> What the exercise asks:
Copy out the entries below word for word, from the line containing "Expected behaviour: for every instance of the blurred" through the line containing "x=408 y=187", including both of those lines. Reproduce only that span.

> Given data:

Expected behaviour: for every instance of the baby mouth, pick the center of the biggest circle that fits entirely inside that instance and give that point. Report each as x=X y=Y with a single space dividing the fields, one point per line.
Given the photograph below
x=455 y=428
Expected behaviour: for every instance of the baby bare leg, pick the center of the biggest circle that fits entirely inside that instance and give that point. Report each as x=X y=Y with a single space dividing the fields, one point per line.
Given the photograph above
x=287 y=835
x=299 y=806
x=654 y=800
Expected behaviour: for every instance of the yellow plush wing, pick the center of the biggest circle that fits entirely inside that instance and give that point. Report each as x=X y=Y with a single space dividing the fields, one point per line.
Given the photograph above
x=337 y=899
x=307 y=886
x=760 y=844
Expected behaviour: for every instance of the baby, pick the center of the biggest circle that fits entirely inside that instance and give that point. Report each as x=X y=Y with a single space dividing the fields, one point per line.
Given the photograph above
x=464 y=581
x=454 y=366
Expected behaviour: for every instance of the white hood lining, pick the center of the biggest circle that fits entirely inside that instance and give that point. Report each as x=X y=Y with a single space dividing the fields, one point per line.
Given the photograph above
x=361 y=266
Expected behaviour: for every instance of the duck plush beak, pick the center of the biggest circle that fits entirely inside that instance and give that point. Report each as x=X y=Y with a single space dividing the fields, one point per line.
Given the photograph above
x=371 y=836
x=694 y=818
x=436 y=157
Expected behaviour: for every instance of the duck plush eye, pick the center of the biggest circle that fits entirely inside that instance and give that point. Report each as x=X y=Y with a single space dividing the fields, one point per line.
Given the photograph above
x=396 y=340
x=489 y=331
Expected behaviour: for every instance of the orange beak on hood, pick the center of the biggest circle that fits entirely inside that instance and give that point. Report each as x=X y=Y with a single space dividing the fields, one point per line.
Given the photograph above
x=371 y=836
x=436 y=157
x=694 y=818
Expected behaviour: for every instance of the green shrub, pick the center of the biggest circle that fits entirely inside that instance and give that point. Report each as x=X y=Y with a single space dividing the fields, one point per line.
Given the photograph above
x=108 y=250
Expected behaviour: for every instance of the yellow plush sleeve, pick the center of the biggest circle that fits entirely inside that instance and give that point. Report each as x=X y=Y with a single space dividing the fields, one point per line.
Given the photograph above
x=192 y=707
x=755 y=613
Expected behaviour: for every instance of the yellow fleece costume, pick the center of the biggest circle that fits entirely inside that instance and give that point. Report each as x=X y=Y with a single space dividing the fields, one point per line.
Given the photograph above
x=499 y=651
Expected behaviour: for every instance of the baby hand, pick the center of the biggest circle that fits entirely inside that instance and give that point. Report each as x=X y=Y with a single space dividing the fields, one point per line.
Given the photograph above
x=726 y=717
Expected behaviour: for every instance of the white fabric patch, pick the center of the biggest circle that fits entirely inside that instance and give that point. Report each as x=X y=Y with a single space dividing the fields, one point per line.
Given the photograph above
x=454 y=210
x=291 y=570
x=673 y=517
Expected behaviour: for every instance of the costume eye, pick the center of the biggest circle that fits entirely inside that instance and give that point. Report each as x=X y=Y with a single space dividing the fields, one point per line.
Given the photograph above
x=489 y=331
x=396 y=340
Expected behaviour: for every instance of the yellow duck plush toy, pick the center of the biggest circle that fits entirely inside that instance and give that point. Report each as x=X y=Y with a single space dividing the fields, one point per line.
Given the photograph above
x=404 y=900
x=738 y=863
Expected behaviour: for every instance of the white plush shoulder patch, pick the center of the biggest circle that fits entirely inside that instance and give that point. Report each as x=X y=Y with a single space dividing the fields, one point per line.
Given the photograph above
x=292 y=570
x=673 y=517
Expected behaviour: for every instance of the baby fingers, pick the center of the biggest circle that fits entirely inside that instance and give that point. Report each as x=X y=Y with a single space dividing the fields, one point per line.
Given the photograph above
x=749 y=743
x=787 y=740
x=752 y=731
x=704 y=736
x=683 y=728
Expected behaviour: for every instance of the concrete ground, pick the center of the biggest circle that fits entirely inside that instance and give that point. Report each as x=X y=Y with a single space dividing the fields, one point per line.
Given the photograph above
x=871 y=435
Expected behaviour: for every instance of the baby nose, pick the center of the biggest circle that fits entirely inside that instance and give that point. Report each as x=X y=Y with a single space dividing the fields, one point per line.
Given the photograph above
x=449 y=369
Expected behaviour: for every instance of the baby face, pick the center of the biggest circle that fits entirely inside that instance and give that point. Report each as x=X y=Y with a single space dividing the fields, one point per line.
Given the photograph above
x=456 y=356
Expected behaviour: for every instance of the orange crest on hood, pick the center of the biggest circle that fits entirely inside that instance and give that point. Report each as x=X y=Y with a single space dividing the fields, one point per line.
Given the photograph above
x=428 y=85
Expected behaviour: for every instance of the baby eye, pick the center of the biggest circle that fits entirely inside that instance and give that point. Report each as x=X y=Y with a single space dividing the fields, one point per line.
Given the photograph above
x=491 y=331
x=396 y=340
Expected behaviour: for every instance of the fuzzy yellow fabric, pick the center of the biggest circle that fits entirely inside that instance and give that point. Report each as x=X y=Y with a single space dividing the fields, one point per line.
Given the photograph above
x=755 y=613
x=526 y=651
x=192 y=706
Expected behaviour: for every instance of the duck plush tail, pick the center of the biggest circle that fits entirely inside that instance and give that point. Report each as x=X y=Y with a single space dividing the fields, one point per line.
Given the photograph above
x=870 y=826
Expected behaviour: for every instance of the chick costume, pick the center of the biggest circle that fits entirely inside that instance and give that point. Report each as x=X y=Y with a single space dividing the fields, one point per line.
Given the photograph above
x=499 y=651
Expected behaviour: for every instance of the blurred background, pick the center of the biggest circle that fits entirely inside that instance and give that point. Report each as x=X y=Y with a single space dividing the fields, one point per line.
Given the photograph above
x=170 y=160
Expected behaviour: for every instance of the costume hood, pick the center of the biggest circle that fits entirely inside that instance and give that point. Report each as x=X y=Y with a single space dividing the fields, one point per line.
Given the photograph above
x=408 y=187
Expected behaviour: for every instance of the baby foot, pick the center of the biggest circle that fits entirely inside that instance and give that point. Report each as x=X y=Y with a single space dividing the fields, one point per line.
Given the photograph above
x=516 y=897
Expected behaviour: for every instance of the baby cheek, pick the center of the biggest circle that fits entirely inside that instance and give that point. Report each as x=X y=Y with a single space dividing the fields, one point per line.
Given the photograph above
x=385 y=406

> Finished answer:
Expected behaviour: for every instance of the blurred background, pick the center of the biggest circle that fits entirely inside that instance and give that point. Report each as x=X y=Y with a single space dividing the fields, one point per line.
Given the photograph above
x=170 y=160
Expected behaviour: for every instance of the costume hood, pick the center of the biggest circle that fits entirely inside that instance and give that point. Report each as x=X y=Y with a single space dividing the fields, one point per line.
Given the photograph above
x=408 y=187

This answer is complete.